Whenever the word "wooden" appears in a line of the data below, copy that line.
--- RECORDS TO USE ---
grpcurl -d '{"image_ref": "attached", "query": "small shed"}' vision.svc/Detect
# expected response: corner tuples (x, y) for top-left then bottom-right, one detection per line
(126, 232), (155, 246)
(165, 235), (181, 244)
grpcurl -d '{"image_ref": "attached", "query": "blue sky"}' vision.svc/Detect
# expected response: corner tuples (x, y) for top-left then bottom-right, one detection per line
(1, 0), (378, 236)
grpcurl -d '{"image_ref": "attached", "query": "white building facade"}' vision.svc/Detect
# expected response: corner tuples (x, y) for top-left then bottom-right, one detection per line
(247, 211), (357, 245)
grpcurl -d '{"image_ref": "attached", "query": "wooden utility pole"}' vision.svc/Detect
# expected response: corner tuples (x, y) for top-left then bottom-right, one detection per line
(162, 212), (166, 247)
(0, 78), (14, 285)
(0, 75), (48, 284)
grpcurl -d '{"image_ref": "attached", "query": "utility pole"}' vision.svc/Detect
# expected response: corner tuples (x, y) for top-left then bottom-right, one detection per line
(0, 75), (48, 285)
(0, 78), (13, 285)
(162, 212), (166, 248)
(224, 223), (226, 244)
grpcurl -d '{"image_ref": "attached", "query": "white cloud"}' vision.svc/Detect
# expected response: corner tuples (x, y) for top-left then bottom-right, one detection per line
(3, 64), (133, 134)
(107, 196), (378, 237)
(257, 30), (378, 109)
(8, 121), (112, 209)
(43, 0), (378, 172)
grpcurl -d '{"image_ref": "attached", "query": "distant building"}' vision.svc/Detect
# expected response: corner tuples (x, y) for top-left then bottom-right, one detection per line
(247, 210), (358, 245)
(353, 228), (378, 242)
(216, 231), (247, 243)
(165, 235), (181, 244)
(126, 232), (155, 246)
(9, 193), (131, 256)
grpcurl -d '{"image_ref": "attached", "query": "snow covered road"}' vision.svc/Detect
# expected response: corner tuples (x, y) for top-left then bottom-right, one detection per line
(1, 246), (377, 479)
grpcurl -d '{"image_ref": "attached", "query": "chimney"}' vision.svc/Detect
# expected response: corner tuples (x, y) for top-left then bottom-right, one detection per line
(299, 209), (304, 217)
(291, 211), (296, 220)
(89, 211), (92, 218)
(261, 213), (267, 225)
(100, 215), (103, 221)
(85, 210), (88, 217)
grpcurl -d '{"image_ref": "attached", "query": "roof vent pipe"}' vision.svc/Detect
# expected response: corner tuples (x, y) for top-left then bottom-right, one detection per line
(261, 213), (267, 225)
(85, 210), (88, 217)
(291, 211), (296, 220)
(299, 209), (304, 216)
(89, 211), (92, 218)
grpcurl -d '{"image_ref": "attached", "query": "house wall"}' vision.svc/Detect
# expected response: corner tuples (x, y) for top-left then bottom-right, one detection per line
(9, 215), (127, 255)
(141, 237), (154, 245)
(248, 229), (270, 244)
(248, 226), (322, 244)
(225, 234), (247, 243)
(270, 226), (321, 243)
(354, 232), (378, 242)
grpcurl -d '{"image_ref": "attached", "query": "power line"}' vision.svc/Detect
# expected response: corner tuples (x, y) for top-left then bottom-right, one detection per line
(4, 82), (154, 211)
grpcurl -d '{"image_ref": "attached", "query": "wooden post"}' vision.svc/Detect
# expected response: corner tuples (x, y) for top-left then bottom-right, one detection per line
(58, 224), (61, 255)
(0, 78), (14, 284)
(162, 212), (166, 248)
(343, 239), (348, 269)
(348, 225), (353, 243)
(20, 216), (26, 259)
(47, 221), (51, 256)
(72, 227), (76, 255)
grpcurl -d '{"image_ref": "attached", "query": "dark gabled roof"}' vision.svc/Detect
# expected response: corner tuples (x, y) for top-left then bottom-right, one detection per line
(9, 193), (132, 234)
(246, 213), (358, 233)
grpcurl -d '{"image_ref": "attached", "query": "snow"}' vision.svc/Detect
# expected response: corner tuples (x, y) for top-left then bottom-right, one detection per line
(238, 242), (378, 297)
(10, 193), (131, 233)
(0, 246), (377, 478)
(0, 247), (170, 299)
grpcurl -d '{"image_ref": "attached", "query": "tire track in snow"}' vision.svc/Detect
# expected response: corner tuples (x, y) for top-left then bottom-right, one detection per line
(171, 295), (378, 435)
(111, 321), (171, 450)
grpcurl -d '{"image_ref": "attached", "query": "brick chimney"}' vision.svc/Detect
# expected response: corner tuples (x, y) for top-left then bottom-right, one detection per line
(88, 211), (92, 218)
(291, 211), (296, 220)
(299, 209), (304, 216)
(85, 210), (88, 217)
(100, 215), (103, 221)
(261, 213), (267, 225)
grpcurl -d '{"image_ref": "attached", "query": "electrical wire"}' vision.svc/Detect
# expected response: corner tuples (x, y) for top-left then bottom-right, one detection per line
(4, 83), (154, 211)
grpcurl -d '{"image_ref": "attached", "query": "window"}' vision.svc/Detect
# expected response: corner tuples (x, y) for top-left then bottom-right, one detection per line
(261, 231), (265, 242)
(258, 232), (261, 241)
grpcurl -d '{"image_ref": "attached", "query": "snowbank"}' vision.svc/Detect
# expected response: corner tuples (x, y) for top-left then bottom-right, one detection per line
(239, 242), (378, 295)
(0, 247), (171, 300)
---
• TASK SOLUTION
grpcurl -d '{"image_ref": "attached", "query": "wooden utility pole"}' vision.svc/Detect
grpcurl -d '{"image_ref": "attached", "query": "wooden post"}' vision.svc/Detect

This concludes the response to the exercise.